§ Passage to read:
::::
A pin-back button or pinback button, pin button, button badge, or simply pin-back or badge, is a button or badge that can be temporarily fastened to the surface of a garment using a safety pin, or a pin formed from wire, a clutch or other mechanism. This fastening mechanism is anchored to the back side of a button-shaped metal disk, either flat or concave, which leaves an area on the front of the button to carry an image or printed message. The word is commonly associated with a campaign button used during a political campaign. The first design for a pin-back button in the United States was patented in 1896, and contemporary buttons have many of the same design features.

History

Buttons have been used around the world to allow people to personally promote/advertise their political affiliations.

In 1787 Josiah Wedgwood of the Wedgwood pottery dynasty ordered the production of the Wedgwood anti-slavery medallion to promote the British anti-slavery movement to the House of Commons. This is believed to be the first use of a slogan on a product and a forerunner of today's political campaign button. The original was a stamp for wax but the image was later reproduced by Wedgewood as a porcelain cameo.
::::
§ Aim a:
Count the lines of the records that contain the string "place", with case counting, and give only the number.

§ Exercise inputs:
::::
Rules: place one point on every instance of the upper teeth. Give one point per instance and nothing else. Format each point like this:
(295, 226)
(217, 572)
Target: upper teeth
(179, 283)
::::
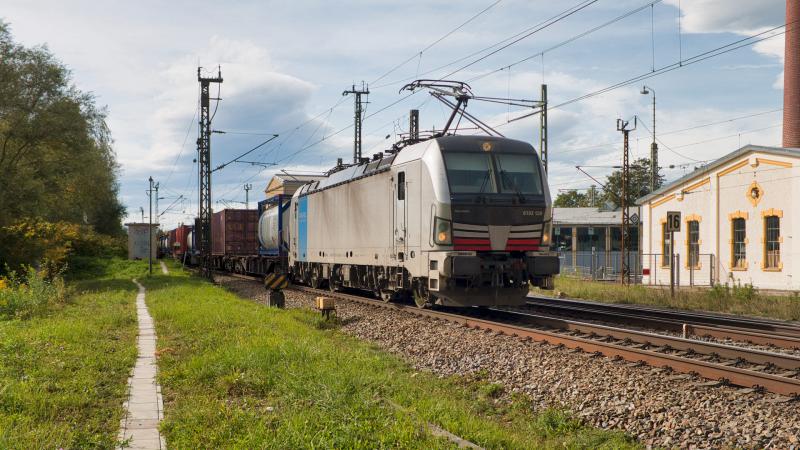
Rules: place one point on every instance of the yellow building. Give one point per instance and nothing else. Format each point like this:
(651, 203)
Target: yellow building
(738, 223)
::::
§ Aim b:
Carry on the passage about pin-back buttons from the point where it stops.

§ Result a:
2

§ Result b:
In the United States since the first presidential inauguration in 1789, George Washington's supporters wore buttons imprinted with a slogan. These early buttons were sewn to the lapel of a coat or worn as a pendant on a string. Some of the earliest campaign buttons to feature photographs were produced to promote the political platform of Abraham Lincoln in 1860.

Benjamin S. Whitehead patented the first innovation to the design in 1893 by inserting a sheet of transparent film made of celluloid over a photograph mounted on a badge to protect the image from scratches and abrasion. Whitehead had patents for various designs of ornamental badges and medallions previously, patented as early as 1892. Another patent was issued to Whitehead & Hoag on 21 July 1896 for a "Badge Pin or Button" which used a metal pin anchored to the back of the button to fasten the badge.
My present invention has reference to improvements in badges for use as lapel pins or buttons, or other like uses, and has for its primary object to provide ... a novel means for connecting the ornamental shell or button to the bar or pin for securing the badge to the lapel of the coat.

Other improvements and modifications to the basic design were patented in the following years by other inventors.

Early pin-back buttons from 1898 were printed with a popular cartoon character, The Yellow Kid, and offered as prizes with chewing gum or tobacco products to increase sales.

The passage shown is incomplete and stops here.